*Фрагмент документа*:
Сегодня так нередко и выходит: расхожий шовинизм затмевает экстремизм вселенской любви, которая и без того выродилась в автопародию в «Пушкинской речи».
Контраст давней слабости к Достоевскому в англоязычном мире с расхожими представлениями об этом мире как о царстве цены и расчета может вызвать недоумение — впрочем, лишь у тех немногих, кто об этой любви вообще подозревает.
И она никак не является профессиональным достоянием специалистов — об этом свидетельствует хотя бы судьба того же Франка, или можно процитировать эссе корифея американской литературной критики Эдмунда Уилсона, который еще в 20-е годы прошлого века бился над тайной притягательности Достоевского, хотя, как мне кажется, так ее и не раскрыл.
«Подобно инстинкту, который вынуждает нас моргнуть, когда что-то приближается к глазу, подобно страху, который заставляет нас искать убежища от бомбежки, произведение искусства обладает обладает лишь тем достоинством, каким располагает любая другая мера самозащиты: это не более, чем еще один способ выживания. В произведении искусства воображение и разум — это как бы лейкоциты нашей физической природы, которые в случае инфекции скопом бросаются к прорыву, поглощают чуждые элементы и останавливают развитие болезни — с той разницей, что произведение искусства, в отличие от мертвых и извергнутых лейкоцитов, на протяжении некоторого времени и в известных условиях, сохраняет свою эффективность».

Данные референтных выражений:
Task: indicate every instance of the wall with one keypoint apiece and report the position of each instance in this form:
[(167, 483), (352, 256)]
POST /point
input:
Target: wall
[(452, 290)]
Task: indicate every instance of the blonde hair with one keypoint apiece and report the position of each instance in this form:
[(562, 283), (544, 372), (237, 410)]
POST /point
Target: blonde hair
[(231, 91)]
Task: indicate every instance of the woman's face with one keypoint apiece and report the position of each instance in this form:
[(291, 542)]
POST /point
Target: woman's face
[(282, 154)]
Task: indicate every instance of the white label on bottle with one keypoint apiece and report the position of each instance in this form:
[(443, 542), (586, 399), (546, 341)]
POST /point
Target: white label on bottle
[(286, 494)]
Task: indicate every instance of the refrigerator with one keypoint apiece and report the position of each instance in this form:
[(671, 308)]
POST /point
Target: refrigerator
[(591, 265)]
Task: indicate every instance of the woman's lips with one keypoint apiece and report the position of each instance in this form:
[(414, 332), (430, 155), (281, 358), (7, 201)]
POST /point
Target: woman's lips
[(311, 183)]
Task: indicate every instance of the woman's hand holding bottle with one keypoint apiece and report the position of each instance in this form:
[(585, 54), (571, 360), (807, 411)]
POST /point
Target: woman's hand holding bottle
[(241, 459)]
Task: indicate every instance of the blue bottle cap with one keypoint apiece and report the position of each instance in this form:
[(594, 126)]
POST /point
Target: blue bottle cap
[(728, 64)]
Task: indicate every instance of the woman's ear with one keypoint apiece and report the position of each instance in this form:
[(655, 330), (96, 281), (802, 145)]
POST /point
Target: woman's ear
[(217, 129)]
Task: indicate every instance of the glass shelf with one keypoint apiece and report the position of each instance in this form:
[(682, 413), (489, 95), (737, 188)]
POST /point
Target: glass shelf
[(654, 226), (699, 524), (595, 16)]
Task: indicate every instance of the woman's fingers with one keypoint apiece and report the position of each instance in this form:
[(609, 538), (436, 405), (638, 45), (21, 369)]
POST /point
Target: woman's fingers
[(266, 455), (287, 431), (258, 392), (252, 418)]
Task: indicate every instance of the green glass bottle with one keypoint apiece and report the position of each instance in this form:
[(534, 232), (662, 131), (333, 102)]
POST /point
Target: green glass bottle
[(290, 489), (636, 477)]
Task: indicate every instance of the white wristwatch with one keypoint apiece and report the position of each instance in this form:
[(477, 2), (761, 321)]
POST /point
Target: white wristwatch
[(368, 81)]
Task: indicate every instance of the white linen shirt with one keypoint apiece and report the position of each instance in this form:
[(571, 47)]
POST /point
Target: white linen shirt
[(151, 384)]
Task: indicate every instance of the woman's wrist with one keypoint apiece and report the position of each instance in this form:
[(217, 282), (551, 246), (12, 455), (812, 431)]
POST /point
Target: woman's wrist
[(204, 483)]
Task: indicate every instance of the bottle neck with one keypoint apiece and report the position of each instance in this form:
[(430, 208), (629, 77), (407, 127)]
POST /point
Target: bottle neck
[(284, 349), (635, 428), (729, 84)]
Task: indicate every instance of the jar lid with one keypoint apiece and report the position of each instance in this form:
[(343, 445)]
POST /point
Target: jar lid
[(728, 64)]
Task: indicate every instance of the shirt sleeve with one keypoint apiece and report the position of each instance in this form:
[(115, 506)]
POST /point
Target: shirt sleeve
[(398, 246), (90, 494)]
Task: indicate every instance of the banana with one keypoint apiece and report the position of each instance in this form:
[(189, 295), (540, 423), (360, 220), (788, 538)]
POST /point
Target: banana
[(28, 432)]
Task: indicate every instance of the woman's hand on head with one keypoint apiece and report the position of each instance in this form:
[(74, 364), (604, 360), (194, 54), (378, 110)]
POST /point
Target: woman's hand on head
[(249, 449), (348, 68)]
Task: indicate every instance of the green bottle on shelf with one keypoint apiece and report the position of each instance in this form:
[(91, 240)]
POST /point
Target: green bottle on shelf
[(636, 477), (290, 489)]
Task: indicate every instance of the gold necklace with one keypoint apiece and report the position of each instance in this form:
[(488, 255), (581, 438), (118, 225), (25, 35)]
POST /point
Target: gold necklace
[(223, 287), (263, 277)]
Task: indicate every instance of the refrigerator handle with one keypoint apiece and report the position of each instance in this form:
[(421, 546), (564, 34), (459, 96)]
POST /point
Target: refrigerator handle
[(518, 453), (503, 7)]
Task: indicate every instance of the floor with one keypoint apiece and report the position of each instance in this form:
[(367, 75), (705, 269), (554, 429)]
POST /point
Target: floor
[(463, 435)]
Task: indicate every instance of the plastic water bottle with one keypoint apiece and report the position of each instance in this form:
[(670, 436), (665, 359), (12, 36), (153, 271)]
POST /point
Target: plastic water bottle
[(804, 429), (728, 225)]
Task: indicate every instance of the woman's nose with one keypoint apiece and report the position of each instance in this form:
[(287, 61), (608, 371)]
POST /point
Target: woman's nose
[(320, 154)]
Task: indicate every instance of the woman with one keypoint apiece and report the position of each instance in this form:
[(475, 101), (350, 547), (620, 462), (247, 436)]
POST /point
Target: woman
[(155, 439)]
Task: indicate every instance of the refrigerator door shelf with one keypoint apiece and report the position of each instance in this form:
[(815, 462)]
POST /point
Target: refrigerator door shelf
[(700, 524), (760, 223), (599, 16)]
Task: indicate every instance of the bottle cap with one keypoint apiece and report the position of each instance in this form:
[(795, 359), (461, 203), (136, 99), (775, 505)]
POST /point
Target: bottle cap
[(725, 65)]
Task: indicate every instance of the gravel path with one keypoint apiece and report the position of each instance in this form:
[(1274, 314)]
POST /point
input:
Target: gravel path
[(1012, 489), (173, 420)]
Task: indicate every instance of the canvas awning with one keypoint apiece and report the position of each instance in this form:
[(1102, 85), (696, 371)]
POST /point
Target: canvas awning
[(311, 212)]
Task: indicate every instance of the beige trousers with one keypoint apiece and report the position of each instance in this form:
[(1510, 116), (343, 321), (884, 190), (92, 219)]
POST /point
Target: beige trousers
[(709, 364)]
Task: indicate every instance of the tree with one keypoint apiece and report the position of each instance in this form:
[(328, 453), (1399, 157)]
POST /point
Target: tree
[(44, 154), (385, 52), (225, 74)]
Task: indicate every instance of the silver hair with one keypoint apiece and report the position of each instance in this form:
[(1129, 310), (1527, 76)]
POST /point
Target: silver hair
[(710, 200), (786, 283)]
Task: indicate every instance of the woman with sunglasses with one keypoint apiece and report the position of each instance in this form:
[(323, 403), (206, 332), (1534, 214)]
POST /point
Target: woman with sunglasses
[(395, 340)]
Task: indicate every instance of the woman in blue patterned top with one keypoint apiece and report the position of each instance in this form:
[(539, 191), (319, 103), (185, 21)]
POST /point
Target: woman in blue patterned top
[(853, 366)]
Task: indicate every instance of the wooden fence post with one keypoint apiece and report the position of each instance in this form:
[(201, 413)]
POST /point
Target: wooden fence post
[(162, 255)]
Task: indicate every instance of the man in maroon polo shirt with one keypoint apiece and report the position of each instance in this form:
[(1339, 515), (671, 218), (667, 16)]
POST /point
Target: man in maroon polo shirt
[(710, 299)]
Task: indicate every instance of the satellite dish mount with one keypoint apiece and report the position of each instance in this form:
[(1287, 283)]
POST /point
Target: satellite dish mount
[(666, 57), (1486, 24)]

*Задание*:
Выведите дословно часть фрагмента о Достоевском, начиная со слов «Сегодня так нередко» и далее вплоть до слов «любви вообще подозревает.». Эти записи взяты из другого источника.

*Выполненное задание*:
Сегодня так нередко и выходит: расхожий шовинизм затмевает экстремизм вселенской любви, которая и без того выродилась в автопародию в «Пушкинской речи».
Контраст давней слабости к Достоевскому в англоязычном мире с расхожими представлениями об этом мире как о царстве цены и расчета может вызвать недоумение — впрочем, лишь у тех немногих, кто об этой любви вообще подозревает.